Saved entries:
--- BEGIN ---

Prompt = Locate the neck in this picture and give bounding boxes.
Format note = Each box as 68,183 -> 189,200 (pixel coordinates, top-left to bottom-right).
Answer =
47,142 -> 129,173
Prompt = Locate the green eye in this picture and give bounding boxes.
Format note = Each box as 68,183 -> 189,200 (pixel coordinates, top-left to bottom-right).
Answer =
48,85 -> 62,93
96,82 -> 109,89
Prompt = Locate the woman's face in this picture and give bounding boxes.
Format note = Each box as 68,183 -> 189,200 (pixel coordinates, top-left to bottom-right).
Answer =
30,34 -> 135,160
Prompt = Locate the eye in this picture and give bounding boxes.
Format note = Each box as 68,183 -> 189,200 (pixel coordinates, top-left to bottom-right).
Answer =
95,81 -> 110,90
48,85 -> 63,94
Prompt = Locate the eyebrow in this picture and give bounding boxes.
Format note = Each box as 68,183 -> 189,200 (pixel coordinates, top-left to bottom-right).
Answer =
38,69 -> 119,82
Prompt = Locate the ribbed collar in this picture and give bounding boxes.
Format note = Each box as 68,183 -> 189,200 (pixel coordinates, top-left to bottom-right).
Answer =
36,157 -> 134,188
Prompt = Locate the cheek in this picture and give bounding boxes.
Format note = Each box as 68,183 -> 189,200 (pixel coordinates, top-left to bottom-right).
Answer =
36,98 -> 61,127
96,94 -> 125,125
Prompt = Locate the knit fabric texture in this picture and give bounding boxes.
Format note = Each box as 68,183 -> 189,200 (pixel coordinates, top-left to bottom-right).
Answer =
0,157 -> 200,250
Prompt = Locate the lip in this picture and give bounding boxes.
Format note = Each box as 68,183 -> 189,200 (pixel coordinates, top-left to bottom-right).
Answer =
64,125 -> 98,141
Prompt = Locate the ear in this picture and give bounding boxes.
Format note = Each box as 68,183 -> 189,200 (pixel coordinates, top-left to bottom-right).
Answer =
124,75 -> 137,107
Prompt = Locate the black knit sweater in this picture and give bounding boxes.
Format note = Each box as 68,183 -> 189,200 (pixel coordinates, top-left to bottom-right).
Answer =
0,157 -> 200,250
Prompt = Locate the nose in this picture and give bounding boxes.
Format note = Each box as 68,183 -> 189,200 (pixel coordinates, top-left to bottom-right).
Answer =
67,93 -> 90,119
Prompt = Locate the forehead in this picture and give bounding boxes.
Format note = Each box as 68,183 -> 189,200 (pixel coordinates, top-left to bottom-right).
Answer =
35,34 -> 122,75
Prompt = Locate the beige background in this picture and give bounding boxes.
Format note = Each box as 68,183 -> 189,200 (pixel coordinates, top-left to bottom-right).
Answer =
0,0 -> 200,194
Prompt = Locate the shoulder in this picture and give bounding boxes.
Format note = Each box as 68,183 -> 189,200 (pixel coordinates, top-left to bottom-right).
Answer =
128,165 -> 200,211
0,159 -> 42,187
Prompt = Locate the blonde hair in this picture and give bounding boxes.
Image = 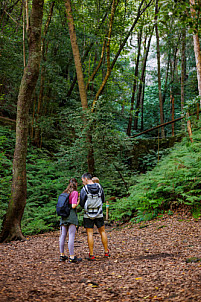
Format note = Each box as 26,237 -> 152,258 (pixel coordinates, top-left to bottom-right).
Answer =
63,178 -> 77,194
92,177 -> 100,184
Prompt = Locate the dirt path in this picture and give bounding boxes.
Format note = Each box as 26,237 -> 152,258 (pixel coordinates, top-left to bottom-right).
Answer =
0,214 -> 201,302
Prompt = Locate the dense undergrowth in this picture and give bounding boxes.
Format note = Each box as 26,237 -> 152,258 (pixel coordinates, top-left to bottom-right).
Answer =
110,119 -> 201,222
0,119 -> 201,235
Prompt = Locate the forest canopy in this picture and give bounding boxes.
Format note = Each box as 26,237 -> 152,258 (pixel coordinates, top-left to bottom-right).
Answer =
0,0 -> 201,238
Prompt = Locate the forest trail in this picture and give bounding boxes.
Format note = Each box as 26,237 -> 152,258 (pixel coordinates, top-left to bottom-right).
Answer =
0,213 -> 201,302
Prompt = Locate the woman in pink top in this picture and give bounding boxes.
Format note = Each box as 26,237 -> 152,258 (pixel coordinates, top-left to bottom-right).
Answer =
59,178 -> 82,263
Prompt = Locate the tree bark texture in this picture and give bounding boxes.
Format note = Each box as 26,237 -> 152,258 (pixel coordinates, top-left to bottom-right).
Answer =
91,0 -> 119,112
134,28 -> 154,130
92,0 -> 153,112
155,0 -> 165,138
181,28 -> 186,112
0,0 -> 44,242
33,1 -> 55,147
67,2 -> 112,97
190,0 -> 201,106
65,0 -> 88,109
127,29 -> 142,136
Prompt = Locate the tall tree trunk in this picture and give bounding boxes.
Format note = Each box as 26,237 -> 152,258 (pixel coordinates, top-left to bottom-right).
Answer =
127,28 -> 142,136
34,1 -> 55,147
155,0 -> 165,138
92,0 -> 153,112
0,0 -> 44,242
92,0 -> 119,112
181,28 -> 186,126
163,53 -> 170,105
65,0 -> 88,110
67,2 -> 112,97
134,27 -> 154,130
190,0 -> 201,106
65,0 -> 94,174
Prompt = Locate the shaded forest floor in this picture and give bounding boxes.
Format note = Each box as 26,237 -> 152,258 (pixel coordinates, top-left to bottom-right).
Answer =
0,212 -> 201,302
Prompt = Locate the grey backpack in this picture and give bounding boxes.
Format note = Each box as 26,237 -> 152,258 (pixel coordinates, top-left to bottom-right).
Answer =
84,183 -> 102,219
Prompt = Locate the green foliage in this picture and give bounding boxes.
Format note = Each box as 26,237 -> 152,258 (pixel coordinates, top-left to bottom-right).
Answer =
110,123 -> 201,222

--- END ---

■ **What to do**: Starting at the line containing "Prompt = Locate the grey" and ending at the last of the saved entries, write those lines out again, requests included. Scale every box coordinate in the answers by 1.3 and round to whole numbers with halves going up, leaving the requests and their format samples unchanged.

■ **Exercise output**:
Prompt = Locate the grey backpack in this picture and give bounding boxes.
Format note = Each box as 26,237 -> 152,258 (pixel coordinates, top-left to bottom-right).
Answer =
109,238 -> 133,285
Prompt = Locate the green foliage in this picture and give bounding boxes.
Format note = Each box as 26,237 -> 152,258 (pixel coordinates, top-left to bottom-right).
Answer =
143,160 -> 261,289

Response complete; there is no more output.